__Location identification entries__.

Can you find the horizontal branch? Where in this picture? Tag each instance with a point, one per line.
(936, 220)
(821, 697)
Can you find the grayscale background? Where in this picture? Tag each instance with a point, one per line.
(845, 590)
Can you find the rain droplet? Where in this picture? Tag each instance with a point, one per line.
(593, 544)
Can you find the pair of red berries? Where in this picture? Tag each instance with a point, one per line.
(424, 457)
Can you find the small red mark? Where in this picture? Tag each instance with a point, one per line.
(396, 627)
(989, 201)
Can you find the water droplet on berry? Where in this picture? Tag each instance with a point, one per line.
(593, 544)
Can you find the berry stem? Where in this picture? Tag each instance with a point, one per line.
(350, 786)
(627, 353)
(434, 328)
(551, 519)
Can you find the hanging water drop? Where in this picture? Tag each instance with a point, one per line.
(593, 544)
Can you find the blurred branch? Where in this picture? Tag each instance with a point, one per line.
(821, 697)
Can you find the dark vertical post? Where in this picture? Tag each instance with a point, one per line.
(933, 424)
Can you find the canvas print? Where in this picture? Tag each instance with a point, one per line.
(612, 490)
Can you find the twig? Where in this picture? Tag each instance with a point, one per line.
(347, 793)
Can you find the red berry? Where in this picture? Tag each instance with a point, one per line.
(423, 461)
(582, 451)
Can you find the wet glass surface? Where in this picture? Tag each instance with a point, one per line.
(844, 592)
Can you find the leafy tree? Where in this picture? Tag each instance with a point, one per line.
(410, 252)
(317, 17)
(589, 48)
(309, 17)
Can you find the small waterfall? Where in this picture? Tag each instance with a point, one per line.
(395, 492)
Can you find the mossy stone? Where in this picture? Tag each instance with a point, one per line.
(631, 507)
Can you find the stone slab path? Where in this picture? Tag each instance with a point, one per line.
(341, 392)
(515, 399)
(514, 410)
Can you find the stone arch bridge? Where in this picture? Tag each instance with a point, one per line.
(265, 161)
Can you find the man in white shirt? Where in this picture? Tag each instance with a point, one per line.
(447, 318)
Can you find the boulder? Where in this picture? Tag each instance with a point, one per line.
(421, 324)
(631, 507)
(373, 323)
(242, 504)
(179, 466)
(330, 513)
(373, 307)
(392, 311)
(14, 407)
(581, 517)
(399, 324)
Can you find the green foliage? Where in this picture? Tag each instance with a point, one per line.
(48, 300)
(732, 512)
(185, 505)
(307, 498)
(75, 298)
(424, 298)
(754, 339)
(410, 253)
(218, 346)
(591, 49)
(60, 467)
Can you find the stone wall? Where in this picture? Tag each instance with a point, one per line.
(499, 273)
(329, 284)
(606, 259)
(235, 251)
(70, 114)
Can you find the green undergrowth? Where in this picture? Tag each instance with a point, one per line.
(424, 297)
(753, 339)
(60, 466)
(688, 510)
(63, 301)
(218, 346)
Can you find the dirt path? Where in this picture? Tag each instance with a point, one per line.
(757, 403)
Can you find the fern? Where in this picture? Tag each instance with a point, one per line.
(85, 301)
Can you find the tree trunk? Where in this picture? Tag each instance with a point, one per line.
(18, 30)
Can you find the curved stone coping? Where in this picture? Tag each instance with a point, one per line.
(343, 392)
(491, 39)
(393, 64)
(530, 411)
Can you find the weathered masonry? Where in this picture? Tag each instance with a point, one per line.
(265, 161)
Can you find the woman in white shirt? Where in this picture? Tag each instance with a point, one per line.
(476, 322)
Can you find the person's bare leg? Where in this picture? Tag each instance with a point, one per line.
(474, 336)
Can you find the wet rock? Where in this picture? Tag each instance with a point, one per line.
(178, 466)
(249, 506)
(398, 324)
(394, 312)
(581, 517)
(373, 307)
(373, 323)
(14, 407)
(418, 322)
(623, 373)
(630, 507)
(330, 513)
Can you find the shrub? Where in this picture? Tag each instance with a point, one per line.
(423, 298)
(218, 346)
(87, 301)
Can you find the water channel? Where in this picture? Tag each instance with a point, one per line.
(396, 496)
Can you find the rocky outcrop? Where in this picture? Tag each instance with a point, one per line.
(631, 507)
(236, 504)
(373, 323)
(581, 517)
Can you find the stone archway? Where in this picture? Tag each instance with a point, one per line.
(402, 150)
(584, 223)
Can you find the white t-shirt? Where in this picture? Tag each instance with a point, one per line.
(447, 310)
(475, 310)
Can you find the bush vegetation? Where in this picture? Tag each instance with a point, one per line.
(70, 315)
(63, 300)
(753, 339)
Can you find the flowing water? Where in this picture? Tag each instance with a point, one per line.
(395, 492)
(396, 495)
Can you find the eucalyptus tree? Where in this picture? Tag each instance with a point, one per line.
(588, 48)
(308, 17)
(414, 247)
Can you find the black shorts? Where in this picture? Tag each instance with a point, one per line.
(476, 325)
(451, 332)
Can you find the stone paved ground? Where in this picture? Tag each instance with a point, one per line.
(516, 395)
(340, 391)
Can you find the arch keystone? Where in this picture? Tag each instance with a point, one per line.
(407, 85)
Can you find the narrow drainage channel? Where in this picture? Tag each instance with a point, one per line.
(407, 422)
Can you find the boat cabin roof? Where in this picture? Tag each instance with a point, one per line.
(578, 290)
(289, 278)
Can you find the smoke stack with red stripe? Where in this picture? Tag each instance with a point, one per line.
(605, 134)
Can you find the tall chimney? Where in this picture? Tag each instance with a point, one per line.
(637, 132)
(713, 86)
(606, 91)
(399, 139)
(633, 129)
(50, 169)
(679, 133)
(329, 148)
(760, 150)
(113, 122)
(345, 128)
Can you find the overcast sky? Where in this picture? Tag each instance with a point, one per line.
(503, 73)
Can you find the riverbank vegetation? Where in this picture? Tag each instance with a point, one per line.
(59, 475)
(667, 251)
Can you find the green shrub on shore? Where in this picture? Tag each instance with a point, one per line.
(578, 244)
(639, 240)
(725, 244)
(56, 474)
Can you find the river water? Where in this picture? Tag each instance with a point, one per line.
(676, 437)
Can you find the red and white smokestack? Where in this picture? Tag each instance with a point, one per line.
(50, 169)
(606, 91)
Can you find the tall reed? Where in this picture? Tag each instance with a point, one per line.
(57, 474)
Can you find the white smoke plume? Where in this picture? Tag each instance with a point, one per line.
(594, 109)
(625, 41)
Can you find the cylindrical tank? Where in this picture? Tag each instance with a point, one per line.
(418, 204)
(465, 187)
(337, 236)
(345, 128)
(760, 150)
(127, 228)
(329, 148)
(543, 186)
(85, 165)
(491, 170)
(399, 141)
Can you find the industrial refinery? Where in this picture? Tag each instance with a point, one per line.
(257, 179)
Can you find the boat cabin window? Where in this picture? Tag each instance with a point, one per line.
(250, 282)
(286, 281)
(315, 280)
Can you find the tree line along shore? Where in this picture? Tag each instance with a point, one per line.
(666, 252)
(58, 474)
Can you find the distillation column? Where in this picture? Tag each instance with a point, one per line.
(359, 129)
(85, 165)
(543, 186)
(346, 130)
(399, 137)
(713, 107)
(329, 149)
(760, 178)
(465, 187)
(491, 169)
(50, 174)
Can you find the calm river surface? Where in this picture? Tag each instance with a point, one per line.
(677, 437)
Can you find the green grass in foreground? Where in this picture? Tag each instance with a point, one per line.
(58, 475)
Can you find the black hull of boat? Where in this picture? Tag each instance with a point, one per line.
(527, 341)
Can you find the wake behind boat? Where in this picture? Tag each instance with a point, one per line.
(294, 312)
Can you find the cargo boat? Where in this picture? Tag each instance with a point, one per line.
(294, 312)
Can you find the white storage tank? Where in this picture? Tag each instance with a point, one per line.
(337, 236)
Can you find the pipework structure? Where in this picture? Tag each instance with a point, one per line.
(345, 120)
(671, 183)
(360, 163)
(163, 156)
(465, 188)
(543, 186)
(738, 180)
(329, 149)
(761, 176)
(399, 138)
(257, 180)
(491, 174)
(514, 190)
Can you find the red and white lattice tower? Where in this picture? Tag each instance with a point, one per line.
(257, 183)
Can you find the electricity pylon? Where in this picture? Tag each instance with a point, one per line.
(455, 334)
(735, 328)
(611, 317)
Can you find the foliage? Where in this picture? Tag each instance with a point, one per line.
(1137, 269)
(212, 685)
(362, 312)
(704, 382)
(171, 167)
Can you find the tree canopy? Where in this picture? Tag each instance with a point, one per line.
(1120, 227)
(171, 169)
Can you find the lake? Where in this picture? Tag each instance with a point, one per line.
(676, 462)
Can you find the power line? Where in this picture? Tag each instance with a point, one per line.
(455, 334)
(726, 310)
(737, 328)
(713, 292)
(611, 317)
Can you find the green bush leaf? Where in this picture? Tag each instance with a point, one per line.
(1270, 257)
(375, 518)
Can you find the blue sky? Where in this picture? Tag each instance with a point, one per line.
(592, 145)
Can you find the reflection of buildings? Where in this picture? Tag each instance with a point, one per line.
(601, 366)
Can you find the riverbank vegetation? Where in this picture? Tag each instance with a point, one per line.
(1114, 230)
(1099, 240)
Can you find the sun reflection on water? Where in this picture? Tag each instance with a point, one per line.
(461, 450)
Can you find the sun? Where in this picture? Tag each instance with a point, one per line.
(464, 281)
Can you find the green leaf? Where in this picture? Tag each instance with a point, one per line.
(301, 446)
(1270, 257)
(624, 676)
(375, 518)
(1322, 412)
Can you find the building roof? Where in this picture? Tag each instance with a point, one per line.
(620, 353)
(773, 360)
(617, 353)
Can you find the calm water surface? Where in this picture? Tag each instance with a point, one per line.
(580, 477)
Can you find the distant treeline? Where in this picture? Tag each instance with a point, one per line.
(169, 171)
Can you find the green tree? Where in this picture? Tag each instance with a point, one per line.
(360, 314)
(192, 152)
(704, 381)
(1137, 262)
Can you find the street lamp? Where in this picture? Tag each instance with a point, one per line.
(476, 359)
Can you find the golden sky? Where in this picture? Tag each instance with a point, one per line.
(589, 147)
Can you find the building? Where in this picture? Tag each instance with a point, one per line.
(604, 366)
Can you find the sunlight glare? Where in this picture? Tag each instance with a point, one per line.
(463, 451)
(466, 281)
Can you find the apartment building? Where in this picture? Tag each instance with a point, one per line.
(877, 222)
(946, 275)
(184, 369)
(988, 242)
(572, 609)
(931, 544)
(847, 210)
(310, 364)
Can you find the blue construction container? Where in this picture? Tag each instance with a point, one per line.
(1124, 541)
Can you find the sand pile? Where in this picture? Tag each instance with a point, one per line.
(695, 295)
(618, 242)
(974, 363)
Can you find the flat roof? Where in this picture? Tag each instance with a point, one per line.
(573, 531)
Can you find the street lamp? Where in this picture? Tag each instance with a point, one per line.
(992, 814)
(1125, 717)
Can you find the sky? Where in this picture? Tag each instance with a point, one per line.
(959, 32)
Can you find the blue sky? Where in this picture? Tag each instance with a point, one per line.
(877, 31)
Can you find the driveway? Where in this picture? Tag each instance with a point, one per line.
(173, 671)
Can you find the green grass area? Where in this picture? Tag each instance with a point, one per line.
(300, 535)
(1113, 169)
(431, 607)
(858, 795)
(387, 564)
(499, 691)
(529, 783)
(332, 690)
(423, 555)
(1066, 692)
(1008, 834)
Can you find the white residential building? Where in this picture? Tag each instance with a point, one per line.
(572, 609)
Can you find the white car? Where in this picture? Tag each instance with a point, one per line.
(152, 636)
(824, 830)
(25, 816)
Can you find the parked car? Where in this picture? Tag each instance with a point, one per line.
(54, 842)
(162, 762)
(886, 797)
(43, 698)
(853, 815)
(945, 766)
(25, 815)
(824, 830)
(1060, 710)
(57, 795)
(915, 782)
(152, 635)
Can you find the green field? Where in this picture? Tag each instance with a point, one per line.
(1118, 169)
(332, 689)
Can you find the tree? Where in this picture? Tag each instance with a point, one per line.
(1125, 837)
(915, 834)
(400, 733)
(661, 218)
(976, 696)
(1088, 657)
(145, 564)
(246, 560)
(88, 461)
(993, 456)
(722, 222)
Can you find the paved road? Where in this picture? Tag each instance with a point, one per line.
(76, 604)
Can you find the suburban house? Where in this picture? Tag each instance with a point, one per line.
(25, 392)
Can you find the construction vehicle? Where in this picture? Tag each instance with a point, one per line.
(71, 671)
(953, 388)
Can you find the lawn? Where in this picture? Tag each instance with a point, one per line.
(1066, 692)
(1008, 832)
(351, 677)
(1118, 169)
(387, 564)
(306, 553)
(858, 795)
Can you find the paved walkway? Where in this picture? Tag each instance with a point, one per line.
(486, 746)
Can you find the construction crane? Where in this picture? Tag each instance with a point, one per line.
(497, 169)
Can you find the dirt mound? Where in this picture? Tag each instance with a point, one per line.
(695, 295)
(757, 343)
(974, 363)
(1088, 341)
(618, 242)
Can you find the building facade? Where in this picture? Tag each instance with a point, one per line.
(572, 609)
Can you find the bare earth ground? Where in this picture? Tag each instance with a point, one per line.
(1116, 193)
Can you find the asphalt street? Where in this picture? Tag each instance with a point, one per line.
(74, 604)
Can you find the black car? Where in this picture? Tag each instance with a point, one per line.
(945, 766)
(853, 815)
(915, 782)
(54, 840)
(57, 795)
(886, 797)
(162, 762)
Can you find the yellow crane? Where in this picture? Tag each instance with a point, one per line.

__Your instructions__.
Retype exactly, please, each line from the line that contains "Can you find the dirt mound?" through the last line of the entries above, with nothing added.

__Solution for this exercise__.
Can you find the dirt mound? Where in this picture? Tag each instance with a point, one per line.
(695, 295)
(757, 343)
(974, 363)
(1088, 341)
(618, 242)
Can you find the building facade? Where in this picture? Tag each instance with a point, one per line.
(572, 609)
Can you find the bare earth ground? Where in this picture? Tag each instance with a point, one per line.
(1116, 193)
Can you find the asphalt street? Where in this picture? Tag each instance with a point, one per line.
(74, 604)
Can you find the black car? Where in this picture? Tag each instance with a point, one per line.
(945, 766)
(853, 815)
(915, 782)
(54, 840)
(57, 795)
(886, 797)
(162, 762)
Can you find the yellow crane? Where in this picture? Tag each instance with a point, one per line.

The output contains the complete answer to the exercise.